[Problem set]:
#1 Answer these questions about the article on healthcare workers and the coronavirus.
(a) At which medical center did the patient with coronavirus-like symptoms show up?
(b) What is John Richardson's job?
(c) What does the article say would happen to hospitals if large numbers of healthcare workers had to stay home?
#2 Continue the article on healthcare workers' coronavirus concerns, picking up after its final sentence.

Healthcare Workers Express Concern As Coronavirus Cases Rise
Last week, a patient with coronavirus-like symptoms showed up at the Parkview Community Medical Center in Riverside, interacting with at least 10 caregivers. However, the workers didn’t have the proper safety equipment, said John Richardson, a pathology assistant who was briefly quarantined.
“Workers were allowed to come in contact for too many hours without wearing proper safety equipment, and as a result a large number of workers had to be sent home, putting us and our families at risk,” he said in a statement.
Richardson ultimately returned to work after it was determined he hadn’t been exposed.
He and other members of SEIU United Healthcare Workers West have called on hospitals to take action to protect staff from the dangers posed by the virus.
“That kind of chaos can really contribute to the spread of the virus,” said SEIU spokesman Sean Wherley told LAist.
He added that if large numbers of healthcare workers have to stay home, that will put a tremendous strain on hospitals.

Items in a dataset:

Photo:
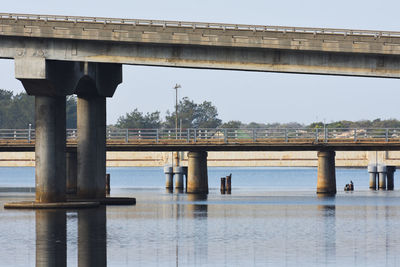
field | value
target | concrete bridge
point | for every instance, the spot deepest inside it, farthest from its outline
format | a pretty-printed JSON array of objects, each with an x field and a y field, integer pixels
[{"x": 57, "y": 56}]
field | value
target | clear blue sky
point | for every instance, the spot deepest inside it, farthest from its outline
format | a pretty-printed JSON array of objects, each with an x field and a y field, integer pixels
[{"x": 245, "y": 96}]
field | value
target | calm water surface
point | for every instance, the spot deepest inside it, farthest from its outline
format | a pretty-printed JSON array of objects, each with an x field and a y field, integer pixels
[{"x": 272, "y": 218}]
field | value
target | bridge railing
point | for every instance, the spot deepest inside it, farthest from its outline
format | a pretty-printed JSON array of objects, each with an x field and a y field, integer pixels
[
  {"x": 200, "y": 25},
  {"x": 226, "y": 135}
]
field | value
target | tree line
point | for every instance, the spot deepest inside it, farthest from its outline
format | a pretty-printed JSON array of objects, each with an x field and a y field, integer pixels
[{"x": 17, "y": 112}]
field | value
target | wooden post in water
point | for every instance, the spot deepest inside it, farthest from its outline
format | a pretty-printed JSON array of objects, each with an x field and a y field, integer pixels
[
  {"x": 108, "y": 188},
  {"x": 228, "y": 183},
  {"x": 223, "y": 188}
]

==

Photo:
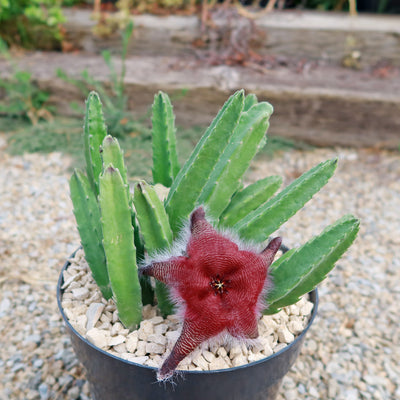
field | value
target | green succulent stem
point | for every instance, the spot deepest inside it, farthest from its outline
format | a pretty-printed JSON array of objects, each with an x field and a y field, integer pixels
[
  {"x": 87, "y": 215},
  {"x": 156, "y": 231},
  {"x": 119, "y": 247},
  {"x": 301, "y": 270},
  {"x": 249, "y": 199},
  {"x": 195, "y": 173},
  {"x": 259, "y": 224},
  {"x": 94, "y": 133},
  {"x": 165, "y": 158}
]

==

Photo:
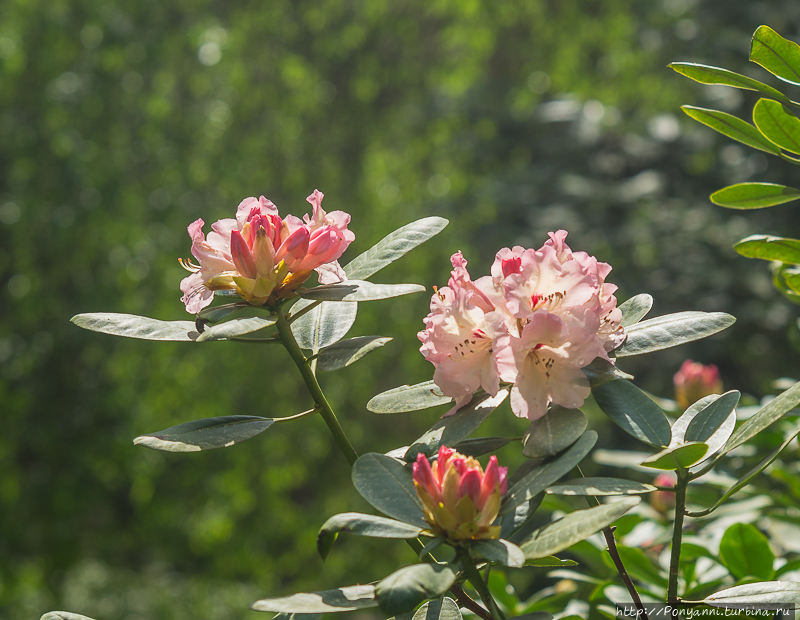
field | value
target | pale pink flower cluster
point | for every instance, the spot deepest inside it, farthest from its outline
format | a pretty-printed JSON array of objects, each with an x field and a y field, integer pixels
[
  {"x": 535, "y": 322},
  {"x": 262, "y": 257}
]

[Solved tasks]:
#1
(a) Parkview Community Medical Center in Riverside
(b) Pathology assistant
(c) It would put a tremendous strain on hospitals.

#2
The issues go far beyond Southern California. This week, a survey of more than 6,500 nurses in 48 states showed widespread concern over the lack of preparation, communication and equipment.
Less than half of respondents reported that their employer had provided information about the virus and how to respond to possible cases. Just 29 percent were aware of plans to isolate patients with a possible coronavirus case in their facility.
The shortage of testing has also caused problems.
One Northern California nurse said in a statement that she started getting sick after caring for a patient with coronavirus. She said the CDC had made it difficult for her to get a test. “I am appalled at the level of bureaucracy that’s preventing nurses from getting tested,” she wrote.